**Written problem**
Write out exactly, with no other output, the lines below from the one that contains "Objective — for the black sneaker" through the end.

**Dataset extract**
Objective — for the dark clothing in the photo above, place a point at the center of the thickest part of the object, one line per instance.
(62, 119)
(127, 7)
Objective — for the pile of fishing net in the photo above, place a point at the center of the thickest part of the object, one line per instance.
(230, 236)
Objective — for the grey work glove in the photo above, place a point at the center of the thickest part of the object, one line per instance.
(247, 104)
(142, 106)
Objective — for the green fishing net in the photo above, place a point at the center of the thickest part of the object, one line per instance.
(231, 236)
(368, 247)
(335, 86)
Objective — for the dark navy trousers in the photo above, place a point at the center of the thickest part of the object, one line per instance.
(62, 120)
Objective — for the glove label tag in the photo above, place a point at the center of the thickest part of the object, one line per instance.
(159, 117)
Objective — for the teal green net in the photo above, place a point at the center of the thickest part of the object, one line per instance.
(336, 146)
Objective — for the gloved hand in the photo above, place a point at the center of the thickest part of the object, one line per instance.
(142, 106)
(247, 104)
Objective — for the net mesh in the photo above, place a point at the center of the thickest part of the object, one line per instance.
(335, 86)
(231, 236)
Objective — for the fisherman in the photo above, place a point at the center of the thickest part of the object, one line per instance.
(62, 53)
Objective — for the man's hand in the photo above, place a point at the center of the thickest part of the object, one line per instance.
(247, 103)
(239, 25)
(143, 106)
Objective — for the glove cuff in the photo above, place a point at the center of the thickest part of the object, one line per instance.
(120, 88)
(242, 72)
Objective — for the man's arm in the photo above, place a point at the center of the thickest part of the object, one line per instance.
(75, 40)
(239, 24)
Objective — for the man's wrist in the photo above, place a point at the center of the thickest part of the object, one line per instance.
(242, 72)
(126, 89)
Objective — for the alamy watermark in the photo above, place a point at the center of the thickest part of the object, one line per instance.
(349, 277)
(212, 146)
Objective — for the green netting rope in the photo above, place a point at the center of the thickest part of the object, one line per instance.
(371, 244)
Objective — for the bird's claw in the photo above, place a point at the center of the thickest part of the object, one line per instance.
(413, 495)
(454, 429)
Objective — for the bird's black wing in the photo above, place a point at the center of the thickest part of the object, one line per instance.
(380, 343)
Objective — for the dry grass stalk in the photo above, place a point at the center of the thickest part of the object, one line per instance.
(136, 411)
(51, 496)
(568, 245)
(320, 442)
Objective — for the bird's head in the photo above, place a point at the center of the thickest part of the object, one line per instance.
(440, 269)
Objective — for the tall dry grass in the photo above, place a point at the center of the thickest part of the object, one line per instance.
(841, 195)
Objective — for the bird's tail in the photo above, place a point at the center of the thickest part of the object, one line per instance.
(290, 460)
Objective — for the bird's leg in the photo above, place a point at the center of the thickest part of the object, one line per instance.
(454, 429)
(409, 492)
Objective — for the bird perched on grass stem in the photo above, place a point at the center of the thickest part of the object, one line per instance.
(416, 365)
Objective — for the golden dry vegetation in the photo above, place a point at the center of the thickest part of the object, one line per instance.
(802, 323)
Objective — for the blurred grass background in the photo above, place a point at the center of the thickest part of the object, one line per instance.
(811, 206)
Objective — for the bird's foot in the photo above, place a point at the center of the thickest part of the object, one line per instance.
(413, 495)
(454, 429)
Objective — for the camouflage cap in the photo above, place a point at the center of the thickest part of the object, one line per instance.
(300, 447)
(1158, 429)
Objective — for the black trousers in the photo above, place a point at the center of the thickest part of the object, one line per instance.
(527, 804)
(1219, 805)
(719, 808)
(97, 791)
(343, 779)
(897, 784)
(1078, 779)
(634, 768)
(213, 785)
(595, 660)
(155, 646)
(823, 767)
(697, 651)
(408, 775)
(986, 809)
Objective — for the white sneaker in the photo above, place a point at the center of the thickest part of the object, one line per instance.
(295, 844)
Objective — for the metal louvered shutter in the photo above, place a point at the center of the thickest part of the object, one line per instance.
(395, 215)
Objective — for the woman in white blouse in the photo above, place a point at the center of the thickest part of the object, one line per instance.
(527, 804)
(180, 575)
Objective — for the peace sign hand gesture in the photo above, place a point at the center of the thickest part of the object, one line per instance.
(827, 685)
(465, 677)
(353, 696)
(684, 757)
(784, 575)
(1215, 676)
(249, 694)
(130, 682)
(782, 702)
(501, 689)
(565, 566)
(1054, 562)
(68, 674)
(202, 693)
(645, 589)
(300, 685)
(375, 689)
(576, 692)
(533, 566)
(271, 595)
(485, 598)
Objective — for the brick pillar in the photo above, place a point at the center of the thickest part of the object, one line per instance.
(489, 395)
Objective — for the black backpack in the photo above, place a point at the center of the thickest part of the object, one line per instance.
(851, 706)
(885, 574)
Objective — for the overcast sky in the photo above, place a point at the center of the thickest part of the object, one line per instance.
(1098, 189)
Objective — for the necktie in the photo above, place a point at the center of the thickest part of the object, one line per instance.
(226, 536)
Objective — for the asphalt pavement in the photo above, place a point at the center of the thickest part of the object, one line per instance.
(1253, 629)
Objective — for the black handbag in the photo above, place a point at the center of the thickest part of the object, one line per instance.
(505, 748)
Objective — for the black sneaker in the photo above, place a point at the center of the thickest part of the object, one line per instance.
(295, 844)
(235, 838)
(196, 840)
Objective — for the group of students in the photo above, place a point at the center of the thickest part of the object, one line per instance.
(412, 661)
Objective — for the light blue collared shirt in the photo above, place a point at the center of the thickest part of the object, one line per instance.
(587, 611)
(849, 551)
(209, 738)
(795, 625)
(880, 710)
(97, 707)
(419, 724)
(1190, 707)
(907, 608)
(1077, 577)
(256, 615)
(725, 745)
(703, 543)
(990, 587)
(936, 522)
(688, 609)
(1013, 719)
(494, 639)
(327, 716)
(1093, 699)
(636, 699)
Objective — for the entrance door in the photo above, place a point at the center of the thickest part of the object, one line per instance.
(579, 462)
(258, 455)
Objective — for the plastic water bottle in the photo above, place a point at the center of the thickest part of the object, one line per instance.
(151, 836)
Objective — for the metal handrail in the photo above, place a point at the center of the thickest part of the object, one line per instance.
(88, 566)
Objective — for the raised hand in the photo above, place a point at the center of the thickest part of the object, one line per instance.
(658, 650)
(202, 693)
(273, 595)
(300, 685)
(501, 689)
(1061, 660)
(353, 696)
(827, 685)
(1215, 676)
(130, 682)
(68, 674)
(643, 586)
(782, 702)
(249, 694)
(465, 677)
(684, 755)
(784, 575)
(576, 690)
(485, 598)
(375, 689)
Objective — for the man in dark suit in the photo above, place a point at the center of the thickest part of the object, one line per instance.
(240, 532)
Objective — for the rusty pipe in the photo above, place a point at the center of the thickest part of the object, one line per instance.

**Correct response**
Objective — for the black sneaker in the photo above, place a point at the center of the thickest part of the object, one line per instance.
(295, 844)
(235, 838)
(196, 840)
Objective — for the group of students in the photo above, place a point at the center of the thickest part of the object, one line per instance.
(412, 661)
Objective — for the light blue collared shirt in the photo above, place a point at the center of the thickest part of the object, one line per instance.
(587, 611)
(849, 551)
(209, 738)
(795, 625)
(880, 710)
(97, 707)
(419, 724)
(1190, 707)
(907, 608)
(1077, 577)
(256, 615)
(725, 745)
(703, 543)
(990, 587)
(936, 522)
(688, 609)
(1013, 719)
(494, 639)
(327, 716)
(1093, 699)
(636, 699)
Objective — for the entrance door in the photo above, place a point at the center of the thickest part of the object, one line per instance.
(579, 462)
(258, 455)
Objective — for the plastic water bottle in the photo above, place a point at the center of the thickest part of the object, one line per instance.
(151, 836)
Objective — for the metal handrail in the photo above, place a point at the center of the thickest part of the object, one line per instance.
(88, 566)
Objective — for the raised hand in the photo above, place a point at the center of the thickest part of the object, one line per instance.
(658, 650)
(202, 693)
(273, 595)
(300, 685)
(501, 689)
(1061, 660)
(353, 696)
(827, 685)
(1215, 676)
(130, 682)
(68, 674)
(643, 586)
(782, 702)
(249, 694)
(465, 677)
(684, 755)
(784, 575)
(576, 690)
(485, 598)
(375, 689)
Objective — for the man in dark suit in the photo above, place a point at the center of the thickest part of the object, one line per instance.
(240, 532)
Objective — for the rusty pipe in the photo above, place a point at the center of the thickest part of the object, one line per instance.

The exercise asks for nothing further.